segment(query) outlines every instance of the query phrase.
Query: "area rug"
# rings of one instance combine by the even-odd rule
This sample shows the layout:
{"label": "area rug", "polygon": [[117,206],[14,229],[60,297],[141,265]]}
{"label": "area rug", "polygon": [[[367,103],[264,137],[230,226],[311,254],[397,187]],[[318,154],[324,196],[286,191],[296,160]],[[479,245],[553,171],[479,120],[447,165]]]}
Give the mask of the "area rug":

* * *

- What you will do
Retype every record above exactly.

- Answer space
segment(query) outlines every instance of the query phrase.
Query: "area rug"
# rings of one instance combine by the even-odd rule
This sample shows the layout:
{"label": "area rug", "polygon": [[117,206],[14,229],[60,297],[141,265]]}
{"label": "area rug", "polygon": [[[367,103],[264,137],[230,226],[311,254],[397,187]],[[318,154],[324,196],[286,191],[296,160]],[[479,245],[553,171],[479,120],[447,165]]]}
Give the mask of the "area rug":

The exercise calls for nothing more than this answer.